Stored entries:
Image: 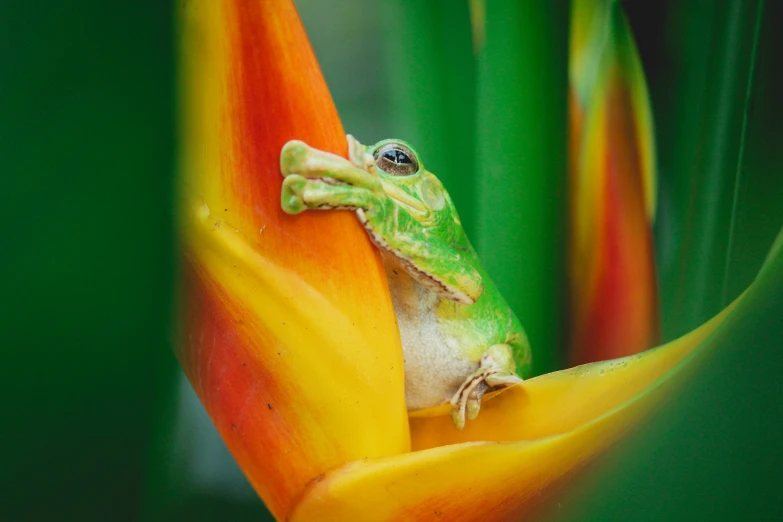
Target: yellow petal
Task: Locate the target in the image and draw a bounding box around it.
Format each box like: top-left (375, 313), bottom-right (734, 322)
top-left (410, 298), bottom-right (733, 447)
top-left (290, 299), bottom-right (737, 521)
top-left (176, 1), bottom-right (408, 518)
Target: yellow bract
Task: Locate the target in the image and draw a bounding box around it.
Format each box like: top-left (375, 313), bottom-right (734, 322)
top-left (291, 300), bottom-right (737, 521)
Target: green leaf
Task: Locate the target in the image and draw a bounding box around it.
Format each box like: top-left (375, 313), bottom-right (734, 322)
top-left (655, 0), bottom-right (771, 340)
top-left (530, 221), bottom-right (783, 521)
top-left (719, 0), bottom-right (783, 302)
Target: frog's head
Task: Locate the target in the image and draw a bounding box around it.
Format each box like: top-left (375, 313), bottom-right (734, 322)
top-left (366, 139), bottom-right (462, 232)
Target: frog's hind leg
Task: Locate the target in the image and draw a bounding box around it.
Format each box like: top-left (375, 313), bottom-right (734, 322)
top-left (450, 344), bottom-right (523, 430)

▸ **About this exercise**: Nothing before the line containing "Target: yellow petal" should be repeated; repeat that line and all later lines through the end of the data above, exactly.

▸ **Written answer**:
Target: yellow petal
Task: Locate the target in the image and draw a bounding box around it.
Format each box like: top-left (375, 313), bottom-right (734, 322)
top-left (410, 298), bottom-right (733, 447)
top-left (290, 299), bottom-right (737, 521)
top-left (176, 1), bottom-right (408, 518)
Target: yellow bract
Task: Locate the target in the image and draw a bounding box around it.
Format each box like: top-left (375, 313), bottom-right (734, 322)
top-left (291, 300), bottom-right (737, 521)
Target: green leaf
Task: Locate the target in the image and draw a bounding box around it.
Format each box like: top-left (375, 313), bottom-right (734, 322)
top-left (655, 0), bottom-right (771, 340)
top-left (530, 221), bottom-right (783, 521)
top-left (719, 0), bottom-right (783, 302)
Target: frog's head
Task: Locate the target in the image and draw a bounding box around it.
Format each box like: top-left (375, 313), bottom-right (734, 322)
top-left (366, 139), bottom-right (462, 232)
Target: frog's hind leg
Task: Locate the target in the image and draw a bounding box around it.
Format each box like: top-left (375, 313), bottom-right (734, 322)
top-left (450, 344), bottom-right (523, 430)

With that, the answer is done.